SECTION DE TEXTE »
☆ ☆ ☆
Vous n’avez émis aucune critique non plus sur le fait que l’Ukraine veut dépenser quatre fois plus d’argent pour acheter des armes, alors que ce pays est menacé de faillite dès cette année. […]
Helmut Schmidt avait raison quand en 2007, il disait que le risque pour la paix dans le monde venait bien moins de la Russie que des USA, et que l’OTAN n’était qu’un instrument de l’hégémonie américaine. Si cela est vrai, la seule conclusion qui s’impose est que l’Europe doit avoir une politique autonome et indépendante de celles des USA. M. Juncker vient de déclarer que nous avions besoin d’une armée européenne pour montrer que nous prenions au sérieux la défense des valeurs européennes face à la Russie. Cette proposition montre une seule chose : l’Union européenne est à des années-lumière de ce qu’avaient voulu ses pères fondateurs. On évoquait à l’époque – et vous venez juste d’en parler, Mme Merkel -, on parlait de la paix, la démocratie, la solidarité. Jamais plus les peuples ne seraient séparés par les nationalismes et la haine.
À vrai dire, nul besoin de chars d’assaut pour défendre ces valeurs. Si vous voulez vraiment défendre la démocratie, Mme Merkel, il suffit de vous engager pour que les pays européens soient finalement dirigés par leurs gouvernements élus, et non par les marchés financiers, par l’ex-banquier Mario Draghi, pas plus que par vous, Mme Merkel. Et si vous voulez la démocratie, arrêtez les négociations sur le grand Traité transatlantique, ce TAFTA, dont l’adoption réduirait les élections démocratiques à une vaste farce. Voilà comment vous devez défendre les valeurs européennes, la démocratie ! Quittez les négociations sur le TAFTA et les accords similaires !
Si vous voulez une Europe unie, cessez d’humilier les autres pays et d’imposer des programmes qui enlèvent toute perspective aux générations futures. Arrêtez d’essayer d’imposer à l’Europe de soi-disant réformes structurelles, qui finissent par creuser les inégalités et par sanctionner les salaires les plus bas ! Les conséquences, ici en Allemagne, ce sont plus de 3 millions de personnes qui travaillent, mais ne gagnent pas assez pour se chauffer correctement, qui ne mangent pas à leur faim, et qui ne partent certainement pas en vacances.
☆ ☆ ☆
(Entrées de données stockées)
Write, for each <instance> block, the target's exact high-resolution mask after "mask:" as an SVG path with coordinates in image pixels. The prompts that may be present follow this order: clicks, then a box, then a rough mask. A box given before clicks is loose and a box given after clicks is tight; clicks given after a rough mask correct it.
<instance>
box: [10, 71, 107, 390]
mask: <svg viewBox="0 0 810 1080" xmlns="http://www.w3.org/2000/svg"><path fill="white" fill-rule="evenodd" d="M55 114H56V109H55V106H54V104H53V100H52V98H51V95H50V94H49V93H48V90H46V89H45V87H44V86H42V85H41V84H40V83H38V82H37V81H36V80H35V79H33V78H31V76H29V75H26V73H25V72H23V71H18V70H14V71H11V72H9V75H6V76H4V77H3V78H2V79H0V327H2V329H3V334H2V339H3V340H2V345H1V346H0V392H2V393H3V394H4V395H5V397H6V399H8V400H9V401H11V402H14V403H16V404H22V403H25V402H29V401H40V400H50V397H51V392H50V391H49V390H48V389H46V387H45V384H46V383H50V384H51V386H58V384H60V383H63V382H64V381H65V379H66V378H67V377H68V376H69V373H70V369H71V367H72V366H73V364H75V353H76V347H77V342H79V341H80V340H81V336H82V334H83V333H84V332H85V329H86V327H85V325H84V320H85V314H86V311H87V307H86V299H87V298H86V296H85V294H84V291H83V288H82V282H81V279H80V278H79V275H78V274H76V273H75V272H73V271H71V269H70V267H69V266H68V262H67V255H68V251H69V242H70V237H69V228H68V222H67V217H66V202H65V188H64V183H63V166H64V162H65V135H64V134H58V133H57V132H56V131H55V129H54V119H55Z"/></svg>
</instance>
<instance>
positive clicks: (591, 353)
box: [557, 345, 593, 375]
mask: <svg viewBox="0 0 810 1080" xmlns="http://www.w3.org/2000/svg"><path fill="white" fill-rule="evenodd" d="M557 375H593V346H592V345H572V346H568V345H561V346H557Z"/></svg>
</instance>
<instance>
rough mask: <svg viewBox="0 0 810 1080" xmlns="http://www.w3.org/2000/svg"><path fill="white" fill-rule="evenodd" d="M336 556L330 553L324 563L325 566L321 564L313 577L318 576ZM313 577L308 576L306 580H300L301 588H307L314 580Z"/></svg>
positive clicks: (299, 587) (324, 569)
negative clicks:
☆ ☆ ☆
SÉRIE DE TÂCHES »
1) D'après l'extrait de discours, en quelle année Helmut Schmidt a-t-il déclaré que le risque pour la paix dans le monde venait bien moins de la Russie que des USA ?
2) Reformulez sous forme de liste le paragraphe de l'extrait de discours qui commence par « Si vous voulez une Europe unie », en conservant ses faits essentiels.
Ces entrées sont issues d'une source distincte.

RÉPONSES AUX TÂCHES »
1) En 2007.

2)
Pour une Europe unie :
- cesser d'humilier les autres pays et d'imposer des programmes qui privent les générations futures de toute perspective ;
- renoncer aux prétendues réformes structurelles, qui creusent les inégalités et pénalisent les salaires les plus bas.

Conséquences en Allemagne : plus de 3 millions de personnes travaillent sans gagner assez pour se chauffer correctement, manger à leur faim ou partir en vacances.